__How to complete this task__
In the listing that follows, locate the line containing "Could you please tag every instance of the window glass" and the line containing "Could you please tag every instance of the drop". Retype exactly those two lines and every line between them, and nothing more.
START Task inputs
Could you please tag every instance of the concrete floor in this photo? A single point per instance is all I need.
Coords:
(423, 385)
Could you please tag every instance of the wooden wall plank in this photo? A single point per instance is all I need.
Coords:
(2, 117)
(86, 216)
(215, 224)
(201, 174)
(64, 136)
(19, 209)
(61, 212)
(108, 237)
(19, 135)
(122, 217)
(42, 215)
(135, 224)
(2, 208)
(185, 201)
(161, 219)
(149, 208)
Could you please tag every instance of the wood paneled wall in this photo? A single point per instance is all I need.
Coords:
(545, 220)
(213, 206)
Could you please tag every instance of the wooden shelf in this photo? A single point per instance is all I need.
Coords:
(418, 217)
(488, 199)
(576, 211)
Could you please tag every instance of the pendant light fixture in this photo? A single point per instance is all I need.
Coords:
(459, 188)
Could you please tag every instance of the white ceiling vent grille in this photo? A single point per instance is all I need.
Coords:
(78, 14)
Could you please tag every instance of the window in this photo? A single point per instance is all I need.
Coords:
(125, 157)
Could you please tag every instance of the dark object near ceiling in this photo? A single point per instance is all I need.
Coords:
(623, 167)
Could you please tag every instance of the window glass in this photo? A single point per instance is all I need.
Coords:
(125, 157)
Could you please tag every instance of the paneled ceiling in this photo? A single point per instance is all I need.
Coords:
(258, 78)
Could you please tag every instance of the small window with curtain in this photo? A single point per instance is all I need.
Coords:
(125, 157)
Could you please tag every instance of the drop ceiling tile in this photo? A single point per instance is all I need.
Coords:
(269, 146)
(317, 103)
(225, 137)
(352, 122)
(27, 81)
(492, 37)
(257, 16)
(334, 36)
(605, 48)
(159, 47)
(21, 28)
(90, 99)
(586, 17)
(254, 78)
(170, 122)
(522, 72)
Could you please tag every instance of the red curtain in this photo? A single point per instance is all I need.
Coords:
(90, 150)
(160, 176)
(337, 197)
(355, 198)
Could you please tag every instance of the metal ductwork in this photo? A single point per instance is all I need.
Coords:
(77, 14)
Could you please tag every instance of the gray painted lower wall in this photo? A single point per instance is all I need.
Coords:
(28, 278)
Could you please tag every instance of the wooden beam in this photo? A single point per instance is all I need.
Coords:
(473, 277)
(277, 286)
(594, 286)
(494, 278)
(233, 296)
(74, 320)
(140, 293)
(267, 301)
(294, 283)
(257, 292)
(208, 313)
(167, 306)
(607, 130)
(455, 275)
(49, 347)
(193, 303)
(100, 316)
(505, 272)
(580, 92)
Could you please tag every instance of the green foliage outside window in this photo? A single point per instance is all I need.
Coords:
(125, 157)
END Task inputs
__Completed exercise__
Could you please tag every instance of the window glass in this photo? A single point per instance is all I need.
Coords:
(125, 157)
Could you please tag every instance of the paneled ceiling in this photo? A single point per instance is all I need.
Coords:
(258, 78)
Could you please tag every instance of the small window with curtain in this photo? A single point per instance is all I need.
Coords:
(125, 157)
Could you please tag every instance of the drop ceiling tile in this photo? A single point per instance is all I need.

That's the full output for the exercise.